The stretch from the line with "500, row 365" through the line with "546, row 477" in the records below: write it out exactly, and nothing else.

Extracted data entries
········
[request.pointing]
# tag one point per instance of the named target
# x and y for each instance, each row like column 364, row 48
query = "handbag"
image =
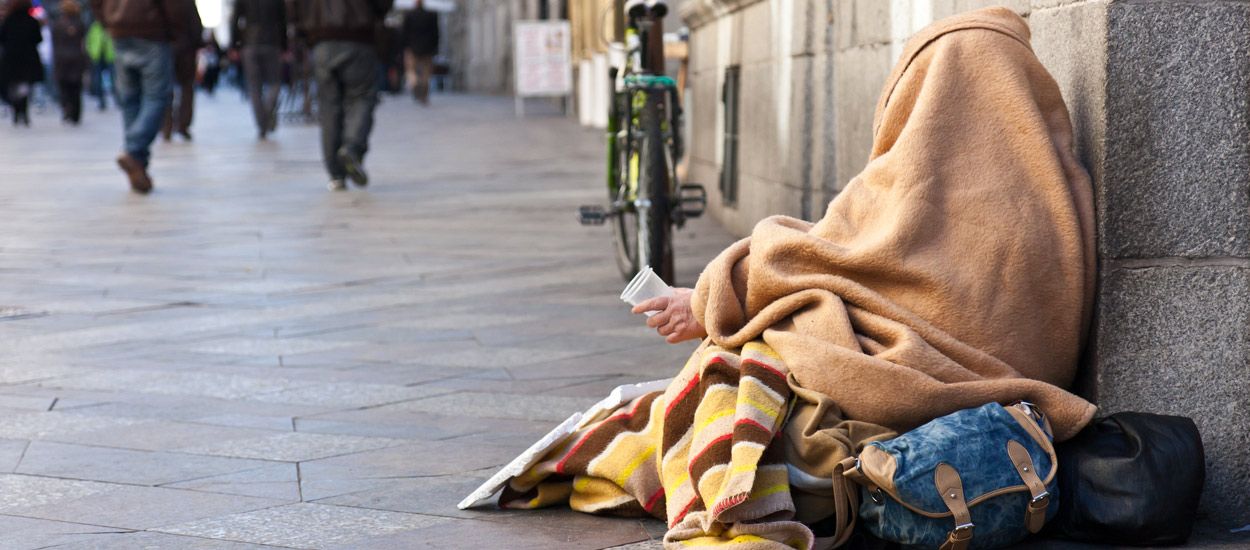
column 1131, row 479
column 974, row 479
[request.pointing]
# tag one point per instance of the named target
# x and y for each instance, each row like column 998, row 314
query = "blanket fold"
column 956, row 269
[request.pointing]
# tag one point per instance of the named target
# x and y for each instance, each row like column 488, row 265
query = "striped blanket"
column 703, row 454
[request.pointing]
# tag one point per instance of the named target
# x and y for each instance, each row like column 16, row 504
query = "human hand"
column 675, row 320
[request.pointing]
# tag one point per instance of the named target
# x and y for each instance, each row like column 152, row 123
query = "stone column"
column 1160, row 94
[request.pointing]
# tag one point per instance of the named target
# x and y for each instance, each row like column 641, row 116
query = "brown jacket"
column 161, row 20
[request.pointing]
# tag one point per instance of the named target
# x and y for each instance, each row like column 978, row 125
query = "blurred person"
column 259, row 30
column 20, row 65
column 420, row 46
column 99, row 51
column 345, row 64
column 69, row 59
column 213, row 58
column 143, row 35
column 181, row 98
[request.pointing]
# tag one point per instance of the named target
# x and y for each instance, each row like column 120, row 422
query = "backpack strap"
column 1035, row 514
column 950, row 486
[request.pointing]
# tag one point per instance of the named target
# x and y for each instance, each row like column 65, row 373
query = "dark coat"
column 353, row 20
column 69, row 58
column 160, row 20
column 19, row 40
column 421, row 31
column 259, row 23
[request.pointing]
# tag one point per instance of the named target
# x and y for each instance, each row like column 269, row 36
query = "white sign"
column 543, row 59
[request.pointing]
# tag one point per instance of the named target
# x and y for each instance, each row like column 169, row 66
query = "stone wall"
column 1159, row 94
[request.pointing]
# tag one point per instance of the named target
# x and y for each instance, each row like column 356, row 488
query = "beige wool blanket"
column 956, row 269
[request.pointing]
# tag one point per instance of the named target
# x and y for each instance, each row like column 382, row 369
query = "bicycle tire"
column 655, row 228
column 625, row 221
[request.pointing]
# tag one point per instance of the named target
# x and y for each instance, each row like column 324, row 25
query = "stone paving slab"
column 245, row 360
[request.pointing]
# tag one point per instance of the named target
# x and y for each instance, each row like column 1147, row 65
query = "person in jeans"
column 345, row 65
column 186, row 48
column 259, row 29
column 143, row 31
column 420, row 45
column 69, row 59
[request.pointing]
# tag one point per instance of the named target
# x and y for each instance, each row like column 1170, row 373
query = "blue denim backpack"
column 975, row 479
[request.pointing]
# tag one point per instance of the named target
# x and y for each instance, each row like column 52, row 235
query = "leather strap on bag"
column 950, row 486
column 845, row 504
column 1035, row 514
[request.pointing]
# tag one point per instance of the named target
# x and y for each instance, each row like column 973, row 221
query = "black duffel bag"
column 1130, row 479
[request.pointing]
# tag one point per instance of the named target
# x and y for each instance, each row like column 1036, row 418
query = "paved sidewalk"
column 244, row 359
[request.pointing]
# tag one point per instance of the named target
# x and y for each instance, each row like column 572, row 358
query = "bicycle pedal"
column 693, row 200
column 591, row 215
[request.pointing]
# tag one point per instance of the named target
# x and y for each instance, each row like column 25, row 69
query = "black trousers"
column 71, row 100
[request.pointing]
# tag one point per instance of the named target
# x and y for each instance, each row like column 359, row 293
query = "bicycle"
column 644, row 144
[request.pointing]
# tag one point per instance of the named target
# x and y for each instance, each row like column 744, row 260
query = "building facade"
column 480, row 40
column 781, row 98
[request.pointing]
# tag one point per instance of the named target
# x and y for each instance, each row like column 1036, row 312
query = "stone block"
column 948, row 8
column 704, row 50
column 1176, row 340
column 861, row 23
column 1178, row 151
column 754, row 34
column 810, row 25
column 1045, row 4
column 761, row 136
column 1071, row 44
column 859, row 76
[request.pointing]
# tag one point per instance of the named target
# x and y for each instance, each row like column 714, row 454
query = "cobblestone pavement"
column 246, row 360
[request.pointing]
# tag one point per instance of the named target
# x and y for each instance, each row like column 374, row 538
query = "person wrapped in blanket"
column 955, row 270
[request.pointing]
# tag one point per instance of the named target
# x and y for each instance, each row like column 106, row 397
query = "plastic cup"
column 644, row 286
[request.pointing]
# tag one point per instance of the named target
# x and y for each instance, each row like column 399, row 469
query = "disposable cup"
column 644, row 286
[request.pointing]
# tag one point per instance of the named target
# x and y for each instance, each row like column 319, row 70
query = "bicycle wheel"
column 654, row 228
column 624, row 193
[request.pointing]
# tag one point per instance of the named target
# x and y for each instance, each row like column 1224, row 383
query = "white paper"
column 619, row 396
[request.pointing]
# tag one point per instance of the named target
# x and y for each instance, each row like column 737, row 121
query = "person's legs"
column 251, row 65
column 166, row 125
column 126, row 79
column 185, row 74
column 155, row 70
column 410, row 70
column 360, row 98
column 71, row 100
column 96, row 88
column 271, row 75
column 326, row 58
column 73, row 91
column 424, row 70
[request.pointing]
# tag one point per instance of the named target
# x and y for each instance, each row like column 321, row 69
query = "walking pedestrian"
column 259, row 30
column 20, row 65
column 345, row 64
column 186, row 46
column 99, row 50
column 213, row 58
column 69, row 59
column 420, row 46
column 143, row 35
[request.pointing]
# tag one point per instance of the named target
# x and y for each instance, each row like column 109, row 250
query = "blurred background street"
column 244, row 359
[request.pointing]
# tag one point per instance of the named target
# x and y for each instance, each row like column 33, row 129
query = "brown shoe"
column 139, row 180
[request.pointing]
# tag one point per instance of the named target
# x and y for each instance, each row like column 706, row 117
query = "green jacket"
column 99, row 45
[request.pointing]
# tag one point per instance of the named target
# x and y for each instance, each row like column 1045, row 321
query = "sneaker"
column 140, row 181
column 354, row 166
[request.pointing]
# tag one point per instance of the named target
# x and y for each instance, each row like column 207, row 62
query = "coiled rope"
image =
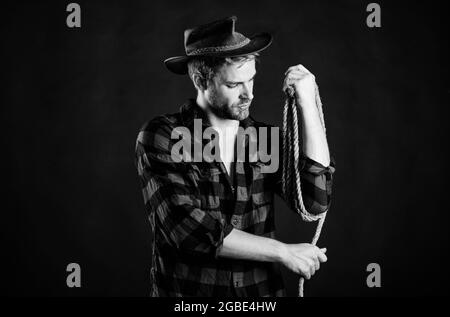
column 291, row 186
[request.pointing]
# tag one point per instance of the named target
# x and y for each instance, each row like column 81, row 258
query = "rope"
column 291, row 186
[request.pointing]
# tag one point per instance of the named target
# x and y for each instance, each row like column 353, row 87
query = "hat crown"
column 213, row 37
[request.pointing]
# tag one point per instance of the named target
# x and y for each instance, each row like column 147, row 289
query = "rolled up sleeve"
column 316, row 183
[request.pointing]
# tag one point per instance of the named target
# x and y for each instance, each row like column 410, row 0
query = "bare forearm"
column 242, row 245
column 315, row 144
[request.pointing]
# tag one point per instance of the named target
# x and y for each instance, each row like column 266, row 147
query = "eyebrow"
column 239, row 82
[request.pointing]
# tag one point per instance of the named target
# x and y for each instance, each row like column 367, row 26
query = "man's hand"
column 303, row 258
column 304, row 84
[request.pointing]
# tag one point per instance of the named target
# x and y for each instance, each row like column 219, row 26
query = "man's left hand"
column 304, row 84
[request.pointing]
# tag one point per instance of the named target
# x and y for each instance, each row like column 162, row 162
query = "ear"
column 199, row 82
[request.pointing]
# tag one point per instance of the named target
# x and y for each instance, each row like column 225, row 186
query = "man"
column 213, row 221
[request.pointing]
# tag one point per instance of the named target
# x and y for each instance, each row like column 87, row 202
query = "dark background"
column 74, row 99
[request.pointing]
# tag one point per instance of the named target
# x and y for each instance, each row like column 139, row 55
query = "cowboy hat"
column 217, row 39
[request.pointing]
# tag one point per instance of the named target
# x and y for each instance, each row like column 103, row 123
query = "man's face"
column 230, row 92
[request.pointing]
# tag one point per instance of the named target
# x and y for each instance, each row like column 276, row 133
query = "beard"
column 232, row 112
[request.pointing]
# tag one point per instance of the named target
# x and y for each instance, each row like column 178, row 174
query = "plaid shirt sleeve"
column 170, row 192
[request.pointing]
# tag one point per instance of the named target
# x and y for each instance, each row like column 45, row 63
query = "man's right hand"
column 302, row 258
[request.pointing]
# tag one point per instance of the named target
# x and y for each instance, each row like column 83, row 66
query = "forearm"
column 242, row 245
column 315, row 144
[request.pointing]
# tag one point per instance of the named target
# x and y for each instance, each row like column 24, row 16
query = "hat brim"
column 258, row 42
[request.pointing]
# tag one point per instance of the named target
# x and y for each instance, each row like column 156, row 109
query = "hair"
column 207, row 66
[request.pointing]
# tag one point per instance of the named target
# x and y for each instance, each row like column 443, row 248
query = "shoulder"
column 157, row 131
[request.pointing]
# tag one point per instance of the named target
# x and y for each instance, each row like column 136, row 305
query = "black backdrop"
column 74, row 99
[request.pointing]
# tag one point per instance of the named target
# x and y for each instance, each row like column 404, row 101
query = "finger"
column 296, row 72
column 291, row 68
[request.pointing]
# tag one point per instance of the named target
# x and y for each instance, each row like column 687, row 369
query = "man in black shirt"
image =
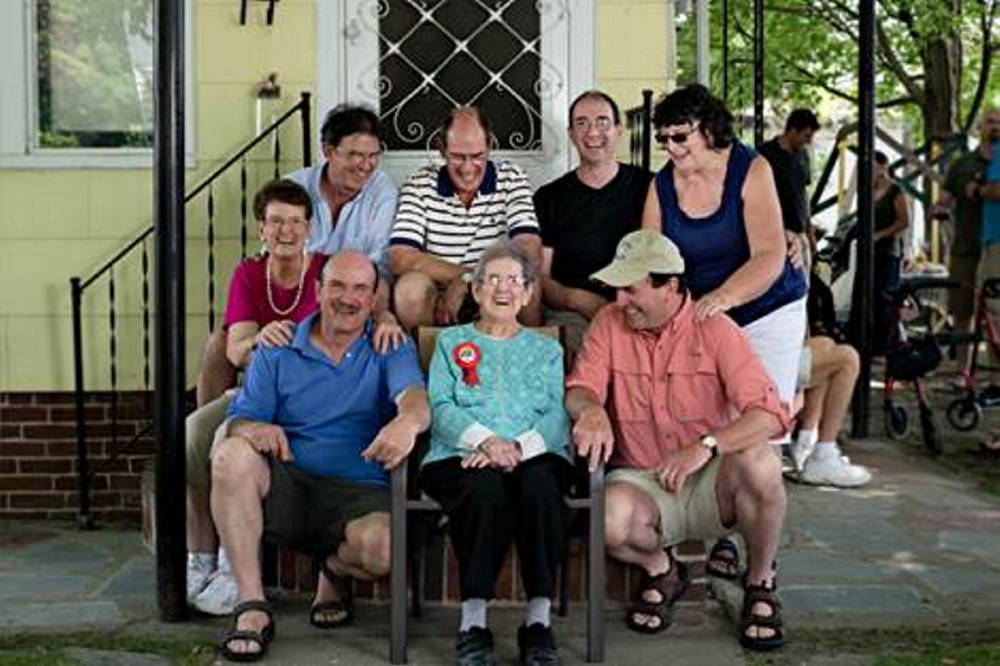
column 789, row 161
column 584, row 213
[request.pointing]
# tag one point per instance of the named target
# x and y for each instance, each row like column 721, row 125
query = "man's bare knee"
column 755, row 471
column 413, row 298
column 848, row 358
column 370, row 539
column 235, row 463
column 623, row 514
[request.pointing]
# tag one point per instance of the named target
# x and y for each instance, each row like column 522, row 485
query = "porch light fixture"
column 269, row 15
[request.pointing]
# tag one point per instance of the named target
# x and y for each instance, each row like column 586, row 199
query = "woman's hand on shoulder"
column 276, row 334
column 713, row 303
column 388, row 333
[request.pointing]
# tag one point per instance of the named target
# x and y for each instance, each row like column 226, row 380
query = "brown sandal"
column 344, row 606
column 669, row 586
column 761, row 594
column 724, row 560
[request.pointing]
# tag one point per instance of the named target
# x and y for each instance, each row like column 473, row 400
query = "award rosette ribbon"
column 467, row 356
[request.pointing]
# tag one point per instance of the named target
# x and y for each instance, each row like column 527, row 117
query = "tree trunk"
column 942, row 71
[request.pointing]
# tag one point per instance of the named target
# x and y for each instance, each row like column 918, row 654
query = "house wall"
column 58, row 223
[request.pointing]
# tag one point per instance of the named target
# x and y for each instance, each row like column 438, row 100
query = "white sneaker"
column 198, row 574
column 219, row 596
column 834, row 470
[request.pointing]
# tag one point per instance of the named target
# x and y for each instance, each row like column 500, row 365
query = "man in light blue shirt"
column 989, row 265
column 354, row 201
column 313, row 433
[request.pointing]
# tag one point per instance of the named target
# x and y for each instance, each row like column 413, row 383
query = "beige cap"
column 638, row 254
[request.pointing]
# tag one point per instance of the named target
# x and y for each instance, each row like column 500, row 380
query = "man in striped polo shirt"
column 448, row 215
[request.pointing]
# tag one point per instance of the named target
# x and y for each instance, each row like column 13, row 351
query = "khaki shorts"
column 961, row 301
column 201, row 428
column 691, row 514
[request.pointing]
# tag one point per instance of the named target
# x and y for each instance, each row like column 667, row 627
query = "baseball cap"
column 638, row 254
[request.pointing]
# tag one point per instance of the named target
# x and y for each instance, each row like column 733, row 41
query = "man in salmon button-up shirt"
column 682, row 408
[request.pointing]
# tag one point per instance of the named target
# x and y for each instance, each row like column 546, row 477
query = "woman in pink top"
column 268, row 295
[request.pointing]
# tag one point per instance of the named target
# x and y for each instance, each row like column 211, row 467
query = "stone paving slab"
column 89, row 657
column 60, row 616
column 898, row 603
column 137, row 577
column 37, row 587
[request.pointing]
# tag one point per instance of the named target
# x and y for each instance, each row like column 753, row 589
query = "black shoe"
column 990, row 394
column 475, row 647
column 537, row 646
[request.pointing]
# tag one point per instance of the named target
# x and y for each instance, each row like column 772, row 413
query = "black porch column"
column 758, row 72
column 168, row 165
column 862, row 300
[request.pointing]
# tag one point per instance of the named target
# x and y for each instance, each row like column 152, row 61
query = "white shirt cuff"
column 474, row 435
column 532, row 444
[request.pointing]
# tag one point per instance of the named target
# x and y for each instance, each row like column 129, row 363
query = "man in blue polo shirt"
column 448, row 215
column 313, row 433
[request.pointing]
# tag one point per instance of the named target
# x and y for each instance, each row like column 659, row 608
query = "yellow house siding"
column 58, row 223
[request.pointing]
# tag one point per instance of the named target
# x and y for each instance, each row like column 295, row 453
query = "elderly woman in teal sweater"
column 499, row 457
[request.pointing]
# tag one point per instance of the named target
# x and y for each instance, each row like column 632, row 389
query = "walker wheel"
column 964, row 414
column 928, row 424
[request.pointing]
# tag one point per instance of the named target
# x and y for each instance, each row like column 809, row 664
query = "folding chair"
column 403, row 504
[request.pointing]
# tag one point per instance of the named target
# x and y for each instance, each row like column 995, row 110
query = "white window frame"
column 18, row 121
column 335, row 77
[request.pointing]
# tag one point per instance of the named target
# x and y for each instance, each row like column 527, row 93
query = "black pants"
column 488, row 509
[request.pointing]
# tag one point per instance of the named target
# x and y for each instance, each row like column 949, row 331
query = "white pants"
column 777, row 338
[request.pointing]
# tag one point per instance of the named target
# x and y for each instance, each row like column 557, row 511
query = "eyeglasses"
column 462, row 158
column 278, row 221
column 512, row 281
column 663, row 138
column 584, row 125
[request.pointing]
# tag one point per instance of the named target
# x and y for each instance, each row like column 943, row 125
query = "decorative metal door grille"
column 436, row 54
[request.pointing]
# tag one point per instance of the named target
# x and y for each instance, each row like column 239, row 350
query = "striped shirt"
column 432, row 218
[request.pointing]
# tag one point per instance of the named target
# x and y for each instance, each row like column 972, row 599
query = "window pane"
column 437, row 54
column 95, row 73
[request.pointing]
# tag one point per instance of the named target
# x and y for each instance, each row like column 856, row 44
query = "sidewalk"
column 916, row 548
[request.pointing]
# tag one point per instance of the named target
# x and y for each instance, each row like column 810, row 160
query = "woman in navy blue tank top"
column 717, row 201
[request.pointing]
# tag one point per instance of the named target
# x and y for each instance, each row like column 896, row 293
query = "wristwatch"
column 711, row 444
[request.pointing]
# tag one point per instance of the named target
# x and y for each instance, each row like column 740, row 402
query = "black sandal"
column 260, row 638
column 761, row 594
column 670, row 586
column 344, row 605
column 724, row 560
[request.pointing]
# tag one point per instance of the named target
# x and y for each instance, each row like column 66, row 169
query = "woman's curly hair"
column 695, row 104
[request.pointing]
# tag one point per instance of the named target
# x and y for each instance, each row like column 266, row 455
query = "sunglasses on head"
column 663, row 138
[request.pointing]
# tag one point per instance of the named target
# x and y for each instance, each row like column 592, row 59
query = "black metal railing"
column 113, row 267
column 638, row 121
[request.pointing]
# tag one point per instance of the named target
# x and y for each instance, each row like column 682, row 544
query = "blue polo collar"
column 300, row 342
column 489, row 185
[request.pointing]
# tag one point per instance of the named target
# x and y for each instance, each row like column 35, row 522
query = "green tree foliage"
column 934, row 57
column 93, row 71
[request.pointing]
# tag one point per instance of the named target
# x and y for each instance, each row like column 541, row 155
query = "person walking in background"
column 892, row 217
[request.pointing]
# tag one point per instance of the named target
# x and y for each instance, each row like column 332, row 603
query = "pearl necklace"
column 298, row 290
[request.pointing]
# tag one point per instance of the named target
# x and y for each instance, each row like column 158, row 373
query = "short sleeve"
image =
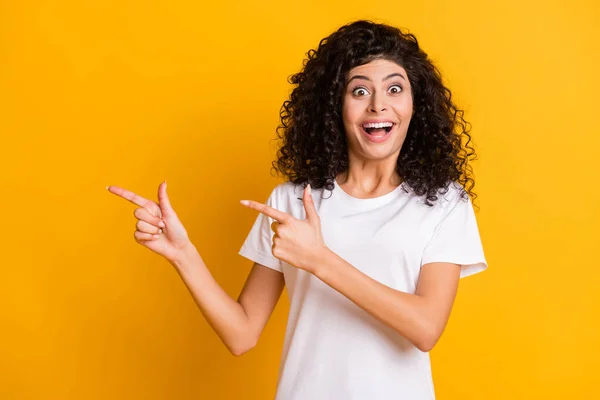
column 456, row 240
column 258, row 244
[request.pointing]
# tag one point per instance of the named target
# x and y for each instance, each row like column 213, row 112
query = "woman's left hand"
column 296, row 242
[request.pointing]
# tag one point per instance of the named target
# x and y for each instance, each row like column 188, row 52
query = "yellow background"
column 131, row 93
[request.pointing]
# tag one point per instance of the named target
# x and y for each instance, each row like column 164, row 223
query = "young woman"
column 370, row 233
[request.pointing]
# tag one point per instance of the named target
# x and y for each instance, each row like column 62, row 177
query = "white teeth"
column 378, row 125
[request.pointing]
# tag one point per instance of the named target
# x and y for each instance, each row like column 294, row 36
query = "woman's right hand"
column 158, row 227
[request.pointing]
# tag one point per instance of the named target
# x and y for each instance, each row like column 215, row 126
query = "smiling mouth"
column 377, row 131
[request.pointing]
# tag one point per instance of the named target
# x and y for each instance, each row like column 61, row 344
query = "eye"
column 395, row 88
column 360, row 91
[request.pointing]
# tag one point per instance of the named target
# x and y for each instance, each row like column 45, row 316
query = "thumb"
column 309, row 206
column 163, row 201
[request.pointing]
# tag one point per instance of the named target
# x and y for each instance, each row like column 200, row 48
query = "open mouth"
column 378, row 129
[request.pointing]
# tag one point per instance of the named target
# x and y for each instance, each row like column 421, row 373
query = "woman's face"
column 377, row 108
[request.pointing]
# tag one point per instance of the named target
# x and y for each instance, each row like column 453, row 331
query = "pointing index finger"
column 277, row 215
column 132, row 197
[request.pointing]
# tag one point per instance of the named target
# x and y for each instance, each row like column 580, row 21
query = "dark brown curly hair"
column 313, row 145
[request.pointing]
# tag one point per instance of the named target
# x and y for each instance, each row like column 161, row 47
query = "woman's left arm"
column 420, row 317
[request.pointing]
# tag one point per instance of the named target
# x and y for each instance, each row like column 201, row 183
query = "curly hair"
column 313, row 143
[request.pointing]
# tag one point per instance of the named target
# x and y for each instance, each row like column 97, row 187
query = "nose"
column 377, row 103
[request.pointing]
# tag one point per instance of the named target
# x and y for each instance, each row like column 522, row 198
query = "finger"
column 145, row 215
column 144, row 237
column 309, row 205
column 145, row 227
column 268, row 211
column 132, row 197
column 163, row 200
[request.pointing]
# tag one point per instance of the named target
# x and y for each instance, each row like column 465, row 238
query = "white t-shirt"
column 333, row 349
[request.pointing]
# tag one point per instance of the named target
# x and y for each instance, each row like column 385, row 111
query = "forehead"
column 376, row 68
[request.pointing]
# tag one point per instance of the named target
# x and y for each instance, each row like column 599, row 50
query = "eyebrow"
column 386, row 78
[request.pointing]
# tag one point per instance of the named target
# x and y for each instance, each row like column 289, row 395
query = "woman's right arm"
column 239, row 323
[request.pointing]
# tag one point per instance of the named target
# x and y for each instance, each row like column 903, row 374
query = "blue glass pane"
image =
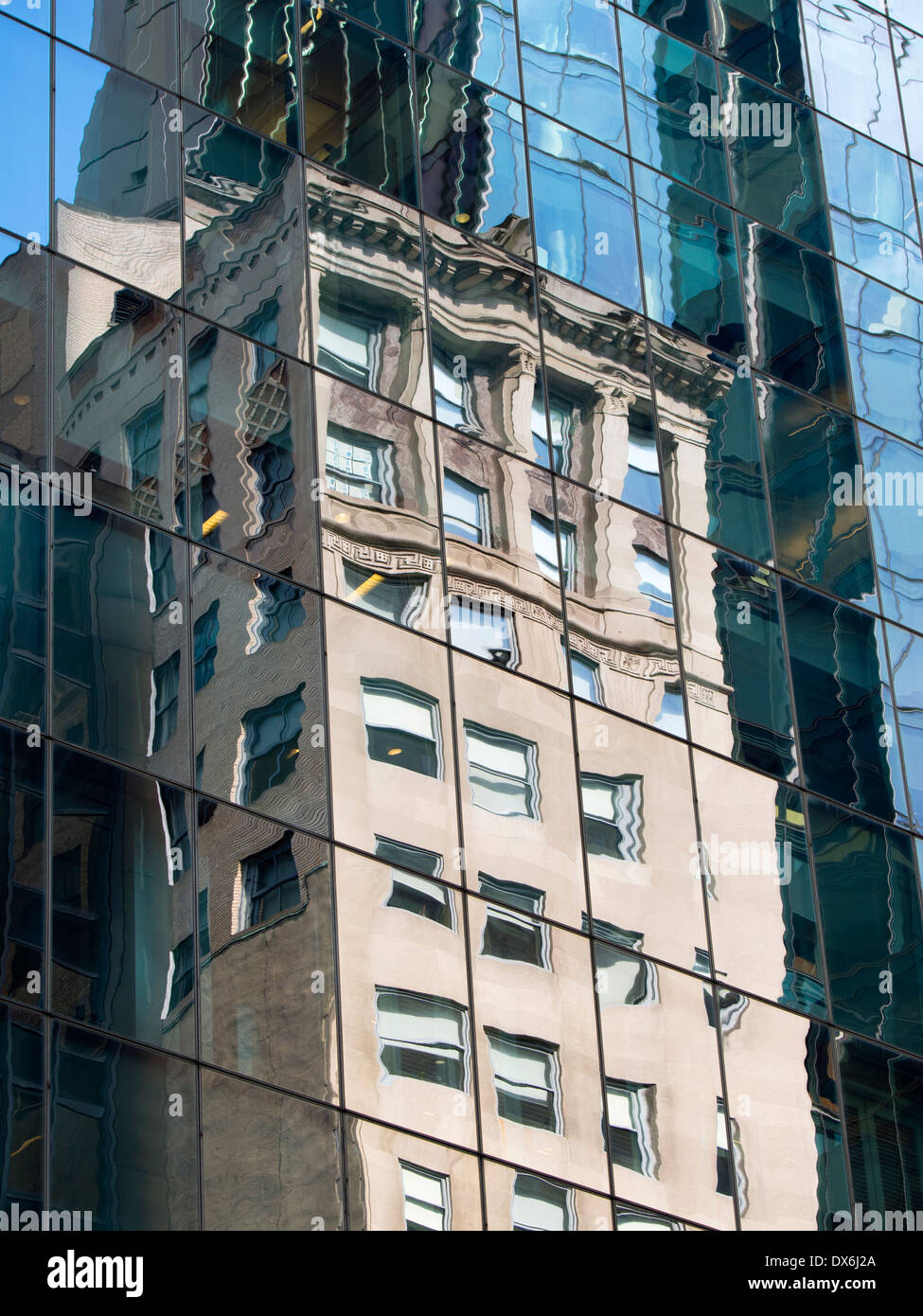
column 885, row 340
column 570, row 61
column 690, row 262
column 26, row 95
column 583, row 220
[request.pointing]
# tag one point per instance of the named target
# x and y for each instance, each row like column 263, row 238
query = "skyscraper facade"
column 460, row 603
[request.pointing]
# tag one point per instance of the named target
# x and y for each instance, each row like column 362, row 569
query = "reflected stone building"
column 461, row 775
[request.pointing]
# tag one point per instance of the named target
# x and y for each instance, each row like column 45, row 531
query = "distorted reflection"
········
Written solution>
# x and y for each instance, each row like column 500, row 365
query = "man in light blue shirt"
column 989, row 265
column 354, row 201
column 313, row 433
[request.pointing]
# tag one point per instance of the named target
# x and y for each instance, each row like column 413, row 383
query = "beige cap"
column 638, row 254
[request.pointing]
# tag one point per instance of the named target
# x and y for each instance, each row like column 500, row 380
query = "man in striped polo shirt"
column 448, row 215
[request.pointing]
# tag one point per instance of the named target
# x and y for each instance, each row like column 13, row 351
query = "khaki shorts"
column 961, row 301
column 201, row 428
column 691, row 514
[request.pointing]
# tag one point per instance of the named target
# x and y for each instance, each row like column 667, row 627
query = "baseball cap"
column 638, row 254
[request.pointing]
# tag one point per instance of the named target
# x and y for each instance, each row like column 733, row 41
query = "man in salmon button-up shirt"
column 682, row 408
[request.pointing]
# tag one point per instance of the named target
# x and y for each instance, each row like column 546, row 477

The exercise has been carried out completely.